### EXCERPT PROVIDED
Modify the default clock in OS X\'s menu bar to show the full date

By default, Mac OS X’s menu bar is set to show an abbreviated version of the day of the week and the current time. Customize your time settings to display more information.

If you’re forgetful like me and often have no idea what time, day, or even month it is, then you’ve probably been let down time after time when you look to the clock on your Mac’s menu bar and only get some of the information you’re in search of. Sure, Leopard introduced a dynamic dock icon for iCal which shows the date, but it’s inconvenient to look to the top of the screen for the time and then to the bottom for the date. Why not have it all in the same place?

With a few easy tweaks, OS X’s menu bar can be edited to show the full day, date, and time so it’s all always available for a quick glance.

1.) To start off, let’s go into System Preferences and click on the International button (on the top row of icons). Once the International window comes up, click the Formats tab on the top. Here you will find details on how Mac OS X displays dates, times, numbers, currency, etc.

Modify the default clock in OS X's menu bar to show the full date

2.) In the Dates section, click the Customize button and the window pictured below will pop up. Under the Show drop-down menu, select Full. Click inside the white text box, select all of the text in it (Cmd + A), and copy it (Cmd + C). Once the text is copied, click Cancel.

### TASK REQUIREMENTS
1. From the guide on changing the Mac menu bar clock, repeat word for word the part that begins at the words "2.) In the Dates" and stops after "copied, click Cancel.".
2. In the guide on the Mac menu bar clock, which tab do you click once the International window comes up?
3. Resume the guide on showing the full date in the Mac menu bar clock, picking up right after its last step.

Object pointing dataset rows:
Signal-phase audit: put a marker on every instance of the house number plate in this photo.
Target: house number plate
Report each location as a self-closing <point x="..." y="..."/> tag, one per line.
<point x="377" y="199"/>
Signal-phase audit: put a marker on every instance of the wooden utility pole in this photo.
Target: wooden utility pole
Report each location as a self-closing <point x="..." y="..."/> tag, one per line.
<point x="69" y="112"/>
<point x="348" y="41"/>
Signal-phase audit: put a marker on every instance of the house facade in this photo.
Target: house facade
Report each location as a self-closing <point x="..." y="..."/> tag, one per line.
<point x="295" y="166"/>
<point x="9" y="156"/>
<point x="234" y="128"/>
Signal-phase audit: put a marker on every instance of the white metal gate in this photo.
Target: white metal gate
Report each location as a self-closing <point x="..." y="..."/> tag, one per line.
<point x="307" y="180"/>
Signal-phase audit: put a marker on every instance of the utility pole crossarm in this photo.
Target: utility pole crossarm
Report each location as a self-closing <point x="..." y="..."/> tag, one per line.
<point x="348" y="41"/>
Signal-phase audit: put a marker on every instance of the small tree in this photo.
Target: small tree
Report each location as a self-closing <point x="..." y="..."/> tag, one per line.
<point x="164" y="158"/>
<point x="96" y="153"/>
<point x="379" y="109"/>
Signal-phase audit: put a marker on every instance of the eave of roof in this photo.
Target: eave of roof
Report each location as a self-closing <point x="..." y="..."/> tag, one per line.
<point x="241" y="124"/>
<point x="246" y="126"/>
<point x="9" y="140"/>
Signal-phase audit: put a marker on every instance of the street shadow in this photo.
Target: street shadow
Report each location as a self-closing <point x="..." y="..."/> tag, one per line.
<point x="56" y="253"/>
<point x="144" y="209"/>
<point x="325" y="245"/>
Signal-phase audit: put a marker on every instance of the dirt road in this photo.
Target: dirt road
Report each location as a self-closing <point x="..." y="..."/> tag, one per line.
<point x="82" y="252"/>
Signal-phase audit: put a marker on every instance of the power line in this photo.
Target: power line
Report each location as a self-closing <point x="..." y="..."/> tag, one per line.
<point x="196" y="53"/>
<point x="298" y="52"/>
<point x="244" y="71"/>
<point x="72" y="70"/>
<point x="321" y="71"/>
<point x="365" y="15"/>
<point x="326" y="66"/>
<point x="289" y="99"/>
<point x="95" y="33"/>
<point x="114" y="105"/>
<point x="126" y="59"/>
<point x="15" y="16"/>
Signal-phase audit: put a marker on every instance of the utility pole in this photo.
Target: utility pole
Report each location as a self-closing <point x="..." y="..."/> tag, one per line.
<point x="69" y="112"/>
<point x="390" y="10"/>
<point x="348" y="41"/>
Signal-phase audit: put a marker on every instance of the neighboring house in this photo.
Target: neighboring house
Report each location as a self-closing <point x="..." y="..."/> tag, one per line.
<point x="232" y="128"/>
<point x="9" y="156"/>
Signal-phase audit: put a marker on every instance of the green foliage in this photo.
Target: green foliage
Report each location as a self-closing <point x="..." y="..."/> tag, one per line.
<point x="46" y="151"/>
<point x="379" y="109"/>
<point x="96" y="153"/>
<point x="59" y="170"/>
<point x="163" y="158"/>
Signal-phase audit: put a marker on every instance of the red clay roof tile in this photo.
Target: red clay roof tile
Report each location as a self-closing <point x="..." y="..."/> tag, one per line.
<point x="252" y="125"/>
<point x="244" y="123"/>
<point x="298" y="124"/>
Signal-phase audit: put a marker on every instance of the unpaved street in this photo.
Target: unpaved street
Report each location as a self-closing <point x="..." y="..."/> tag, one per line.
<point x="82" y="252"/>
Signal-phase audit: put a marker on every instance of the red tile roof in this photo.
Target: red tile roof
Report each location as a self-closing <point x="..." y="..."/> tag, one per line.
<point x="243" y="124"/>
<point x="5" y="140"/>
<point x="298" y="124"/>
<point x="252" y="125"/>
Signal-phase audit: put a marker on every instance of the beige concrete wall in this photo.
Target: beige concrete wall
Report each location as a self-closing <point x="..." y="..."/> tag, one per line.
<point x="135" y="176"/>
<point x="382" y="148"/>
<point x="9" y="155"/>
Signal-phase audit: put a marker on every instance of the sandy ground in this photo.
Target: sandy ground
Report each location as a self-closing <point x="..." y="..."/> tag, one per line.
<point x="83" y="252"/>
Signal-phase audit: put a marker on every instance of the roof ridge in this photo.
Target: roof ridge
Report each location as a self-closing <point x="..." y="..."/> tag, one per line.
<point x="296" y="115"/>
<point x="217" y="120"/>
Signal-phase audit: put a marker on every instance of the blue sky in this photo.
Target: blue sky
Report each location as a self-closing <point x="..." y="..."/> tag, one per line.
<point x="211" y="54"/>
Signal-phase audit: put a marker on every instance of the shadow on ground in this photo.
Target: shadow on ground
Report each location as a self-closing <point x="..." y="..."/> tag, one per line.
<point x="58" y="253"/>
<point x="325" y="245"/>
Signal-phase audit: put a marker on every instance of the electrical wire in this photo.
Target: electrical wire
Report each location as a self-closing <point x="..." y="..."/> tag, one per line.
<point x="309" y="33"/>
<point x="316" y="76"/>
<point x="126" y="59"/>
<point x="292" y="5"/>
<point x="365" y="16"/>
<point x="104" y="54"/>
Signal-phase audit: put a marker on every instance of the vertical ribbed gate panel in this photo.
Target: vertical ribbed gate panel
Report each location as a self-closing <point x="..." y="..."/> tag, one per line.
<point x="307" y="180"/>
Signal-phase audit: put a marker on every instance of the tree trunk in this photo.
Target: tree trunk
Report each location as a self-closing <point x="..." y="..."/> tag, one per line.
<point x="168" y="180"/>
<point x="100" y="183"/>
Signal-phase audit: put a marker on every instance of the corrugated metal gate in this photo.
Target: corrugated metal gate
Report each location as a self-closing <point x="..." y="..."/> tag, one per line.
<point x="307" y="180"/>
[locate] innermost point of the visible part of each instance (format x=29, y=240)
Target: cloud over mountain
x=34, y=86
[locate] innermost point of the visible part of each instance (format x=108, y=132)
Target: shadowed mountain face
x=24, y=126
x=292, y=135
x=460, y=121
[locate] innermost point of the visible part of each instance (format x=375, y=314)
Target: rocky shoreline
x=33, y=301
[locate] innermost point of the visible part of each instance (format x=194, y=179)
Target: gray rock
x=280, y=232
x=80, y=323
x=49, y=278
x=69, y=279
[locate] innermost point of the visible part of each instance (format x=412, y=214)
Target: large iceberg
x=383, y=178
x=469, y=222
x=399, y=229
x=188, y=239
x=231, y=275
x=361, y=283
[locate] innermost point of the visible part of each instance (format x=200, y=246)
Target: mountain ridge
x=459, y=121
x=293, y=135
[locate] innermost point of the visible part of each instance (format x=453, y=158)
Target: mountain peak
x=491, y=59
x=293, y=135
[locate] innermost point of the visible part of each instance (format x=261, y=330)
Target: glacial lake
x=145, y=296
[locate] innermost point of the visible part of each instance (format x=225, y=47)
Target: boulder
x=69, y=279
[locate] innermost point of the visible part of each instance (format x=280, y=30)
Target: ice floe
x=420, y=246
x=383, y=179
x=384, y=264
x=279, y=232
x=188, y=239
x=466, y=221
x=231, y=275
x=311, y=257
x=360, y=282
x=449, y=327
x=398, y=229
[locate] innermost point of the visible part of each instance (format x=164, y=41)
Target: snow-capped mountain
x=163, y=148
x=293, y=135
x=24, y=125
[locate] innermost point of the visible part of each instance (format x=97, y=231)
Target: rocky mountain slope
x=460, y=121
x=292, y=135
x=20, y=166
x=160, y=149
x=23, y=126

### ANSWER LIST
1.
2.) In the Dates section, click the Customize button and the window pictured below will pop up. Under the Show drop-down menu, select Full. Click inside the white text box, select all of the text in it (Cmd + A), and copy it (Cmd + C). Once the text is copied, click Cancel.

2. The Formats tab.

3.
Modify the default clock in OS X's menu bar to show the full date

3.) Next, we’re going to go into the Times section and click its Customize button. In this window, choose Medium from the Show drop-down menu. This is the template the menu bar pulls from to display the time.

Modify the default clock in OS X's menu bar to show the full date

4.) If you click to place the cursor at the beginning of the text box (make sure nothing is selected), you can paste what we copied in the previous step (Cmd + V). The day and full date will be plopped right in front of the time. You may want to add a bit of punctuation to break up the two pieces of information so they don’t run into each other. For example, I added a space, then a dash, then another space between the year (2008) and beginning of the time (7). Click OK to save your changes.

Modify the default clock in OS X's menu bar to show the full date

5.) That was easy enough! So we’re all done, right? Not quite. As you can see, the abbreviated day of the week (Tue) is still stuck in front of the full day (Tuesday). A quick change can take care of that.

Modify the default clock in OS X's menu bar to show the full date

6.) In System Preferences, click on the Date & Time button (4th row of icons). Choose the Clock tab at the top and you’ll see a short list of options. Uncheck the “Show the day of the week” option and the abbreviated version will magically disappear.

Modify the default clock in OS X's menu bar to show the full date

7.) That’ll do it! Now you’ve got a full-featured menu bar that conveniently tells the absent-minded (a.k.a. me) the full day of the week, month, date, year, and time all in one easy to find place.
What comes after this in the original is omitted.